#### [TASK DIRECTIONS]
Leaving out all images, write out the records that follow exactly.

#### [DATA SECTION]
━━━━━━

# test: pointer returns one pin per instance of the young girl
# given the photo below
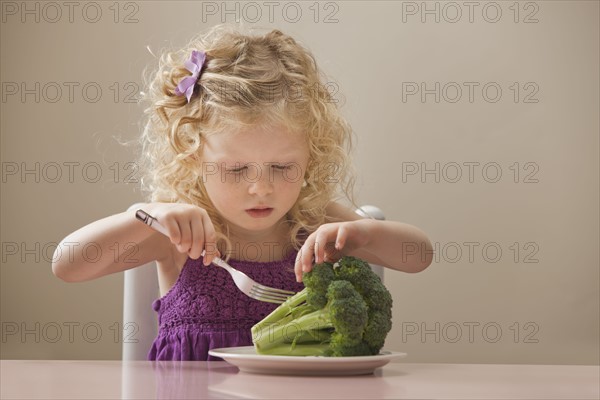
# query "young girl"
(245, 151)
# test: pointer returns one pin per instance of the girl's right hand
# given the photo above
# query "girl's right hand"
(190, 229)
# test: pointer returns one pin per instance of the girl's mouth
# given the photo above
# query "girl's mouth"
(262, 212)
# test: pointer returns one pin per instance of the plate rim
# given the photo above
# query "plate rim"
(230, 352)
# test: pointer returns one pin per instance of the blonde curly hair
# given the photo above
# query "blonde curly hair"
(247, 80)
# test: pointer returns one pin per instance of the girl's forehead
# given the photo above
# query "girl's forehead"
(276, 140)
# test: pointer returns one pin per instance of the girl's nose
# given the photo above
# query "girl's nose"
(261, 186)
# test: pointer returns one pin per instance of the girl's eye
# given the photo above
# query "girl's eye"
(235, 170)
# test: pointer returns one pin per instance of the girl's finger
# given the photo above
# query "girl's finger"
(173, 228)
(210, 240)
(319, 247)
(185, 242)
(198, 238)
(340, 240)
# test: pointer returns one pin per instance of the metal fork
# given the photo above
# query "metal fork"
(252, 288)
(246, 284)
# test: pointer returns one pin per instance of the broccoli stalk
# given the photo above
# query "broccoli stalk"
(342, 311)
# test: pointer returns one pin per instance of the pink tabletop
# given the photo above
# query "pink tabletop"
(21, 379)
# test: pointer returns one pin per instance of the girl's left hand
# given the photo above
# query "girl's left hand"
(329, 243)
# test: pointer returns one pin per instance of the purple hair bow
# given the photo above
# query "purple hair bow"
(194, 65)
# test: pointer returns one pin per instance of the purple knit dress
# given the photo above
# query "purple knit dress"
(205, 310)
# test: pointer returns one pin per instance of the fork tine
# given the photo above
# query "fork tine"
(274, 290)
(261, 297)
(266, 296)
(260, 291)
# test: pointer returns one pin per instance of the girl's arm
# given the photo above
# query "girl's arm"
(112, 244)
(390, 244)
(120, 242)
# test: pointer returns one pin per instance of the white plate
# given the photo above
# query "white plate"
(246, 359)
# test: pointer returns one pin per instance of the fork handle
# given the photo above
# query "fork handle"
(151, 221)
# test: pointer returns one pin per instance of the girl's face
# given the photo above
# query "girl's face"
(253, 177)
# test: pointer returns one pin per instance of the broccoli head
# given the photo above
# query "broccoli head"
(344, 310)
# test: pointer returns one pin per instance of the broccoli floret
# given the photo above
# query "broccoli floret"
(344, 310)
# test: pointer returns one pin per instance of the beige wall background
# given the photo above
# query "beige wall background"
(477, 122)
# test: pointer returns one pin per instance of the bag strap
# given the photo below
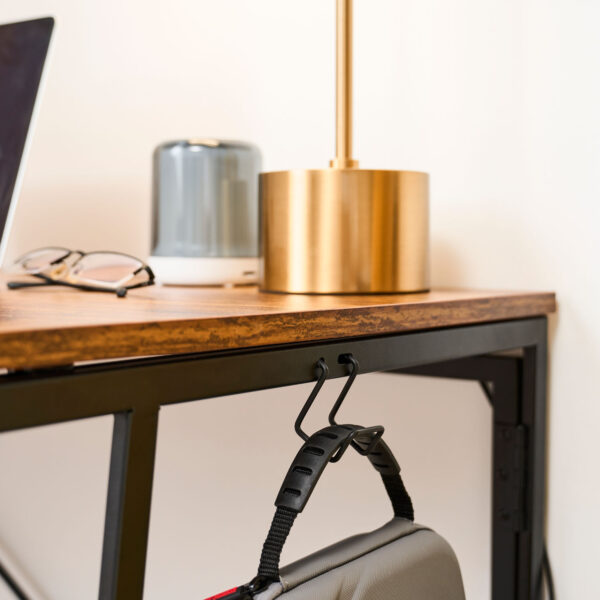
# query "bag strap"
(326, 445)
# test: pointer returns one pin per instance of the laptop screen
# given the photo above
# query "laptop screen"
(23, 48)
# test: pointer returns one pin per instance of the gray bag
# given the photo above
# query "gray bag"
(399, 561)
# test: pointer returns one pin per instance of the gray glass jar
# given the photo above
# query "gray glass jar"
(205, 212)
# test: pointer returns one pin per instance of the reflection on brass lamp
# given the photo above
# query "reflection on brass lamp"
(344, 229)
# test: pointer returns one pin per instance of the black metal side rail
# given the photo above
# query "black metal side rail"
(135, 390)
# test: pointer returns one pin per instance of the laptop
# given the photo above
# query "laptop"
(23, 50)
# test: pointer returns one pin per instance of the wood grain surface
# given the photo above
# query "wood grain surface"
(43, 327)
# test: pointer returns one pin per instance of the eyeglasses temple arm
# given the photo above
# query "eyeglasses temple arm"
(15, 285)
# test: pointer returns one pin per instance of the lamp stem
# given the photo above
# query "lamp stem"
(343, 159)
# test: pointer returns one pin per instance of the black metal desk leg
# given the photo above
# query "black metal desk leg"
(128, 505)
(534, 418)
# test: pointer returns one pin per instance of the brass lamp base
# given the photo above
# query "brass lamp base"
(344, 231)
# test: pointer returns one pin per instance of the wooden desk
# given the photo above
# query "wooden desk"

━━━━━━

#### [ANSWER TO THE EXERCISE]
# test: pointer returns one pin per instance of the young girl
# given the photo below
# query "young girl"
(245, 151)
# test: pointer returns one pin per instance of the girl's right hand
# given the photo above
# query "girl's right hand"
(190, 229)
# test: pointer returns one pin per instance of the girl's mouth
# given the photo above
# query "girl's mouth"
(262, 212)
# test: pointer returns one pin per instance of the plate rim
# given the photo above
# query "plate rim"
(230, 352)
# test: pointer returns one pin per instance of the blonde curly hair
# given the photo above
# query "blonde curly hair"
(247, 80)
# test: pointer returns one pin per instance of the girl's forehead
# given the photo above
# query "girl's forehead"
(276, 140)
# test: pointer returns one pin per instance of the girl's nose
# given the photo above
# query "girl's nose"
(261, 186)
# test: pointer returns one pin per instance of the girl's eye
# given the photo above
# query "girl's eye"
(235, 170)
# test: pointer returns one pin per instance of the girl's finger
# given the photo above
# query "girl's finger"
(173, 228)
(210, 240)
(319, 247)
(185, 242)
(198, 238)
(340, 240)
# test: pointer returns one pin per instance of the metal fork
# given the photo above
# query "metal fork"
(252, 288)
(246, 284)
# test: pointer returns one pin per instance of the broccoli stalk
# given the photo above
# query "broccoli stalk"
(342, 311)
# test: pointer returns one pin per instance of the pink tabletop
# given the photo above
# query "pink tabletop"
(21, 379)
# test: pointer returns one pin per instance of the girl's left hand
# given the photo above
# query "girl's left hand"
(329, 243)
# test: pointer returns one pin per instance of the purple hair bow
# given the photo above
# query "purple hair bow"
(194, 65)
# test: pointer returns one pin per instance of the purple knit dress
# given the photo above
# query "purple knit dress"
(205, 310)
# test: pointer returns one pin per instance of the fork tine
# given the photo above
# query "fork tine"
(274, 290)
(261, 297)
(266, 296)
(260, 291)
# test: pointer returns one pin per instance of the girl's arm
# given the photo above
# query "girl's arm"
(112, 244)
(390, 244)
(120, 242)
# test: pointer returns one pin per instance of the white plate
# given the photo above
# query "white plate"
(246, 359)
# test: pointer returns one pin per instance of the fork handle
# given the photo above
# query "fork handle"
(151, 221)
# test: pointer returns one pin per instance of the girl's face
# given the photo above
# query "girl's face"
(253, 177)
# test: pointer returns one pin per instance of the broccoli head
# given the photo above
# query "broccoli head"
(344, 310)
# test: pointer returns one pin per instance of the broccoli floret
# given the photo above
# query "broccoli floret"
(344, 310)
# test: pointer returns one pin per instance of the beige wall background
# given the photo above
# query "beige wall background"
(477, 122)
# test: pointer returns one pin per instance of the bag strap
# given the photo below
# query "bag strap"
(326, 445)
# test: pointer returns one pin per instance of the laptop screen
# given the photo above
# query "laptop screen"
(23, 48)
# test: pointer returns one pin per instance of the gray bag
# given the photo above
# query "gray bag"
(399, 561)
# test: pointer returns one pin per instance of the gray glass jar
# given the photo above
# query "gray glass jar"
(205, 212)
# test: pointer returns one pin per instance of the reflection on brass lamp
# given the photo above
# query "reflection on brass lamp"
(344, 229)
# test: pointer returns one pin per instance of the black metal side rail
# given the photo above
# query "black metal side rail"
(135, 390)
# test: pointer returns one pin per instance of the laptop
# given the photo above
# query "laptop"
(23, 50)
# test: pointer returns one pin per instance of the wood grain surface
# given the photo above
# query "wood grain surface"
(43, 327)
# test: pointer returns one pin per instance of the eyeglasses temple arm
# given the photo above
# query "eyeglasses temple arm"
(15, 285)
# test: pointer returns one pin per instance of the lamp stem
# given the photo above
# query "lamp stem"
(343, 159)
# test: pointer returns one pin per instance of the black metal desk leg
# given the photo above
# query "black metal desk leg"
(128, 505)
(534, 418)
# test: pointer returns one pin per instance of the brass lamp base
# given the photo above
# query "brass lamp base"
(344, 231)
# test: pointer returns one pin per instance of the wooden desk
# given the photo above
# query "wooden desk"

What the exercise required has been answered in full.